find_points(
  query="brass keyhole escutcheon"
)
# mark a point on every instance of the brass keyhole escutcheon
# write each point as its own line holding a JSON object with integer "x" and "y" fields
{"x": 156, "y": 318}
------------
■ Task details ■
Swap "brass" for "steel" in these lines and leave everything else unchanged.

■ Task response ■
find_points(
  query="steel keyhole escutcheon"
)
# mark a point on every instance of the steel keyhole escutcheon
# write each point as its own line holding a JSON object with integer "x" and "y" fields
{"x": 156, "y": 318}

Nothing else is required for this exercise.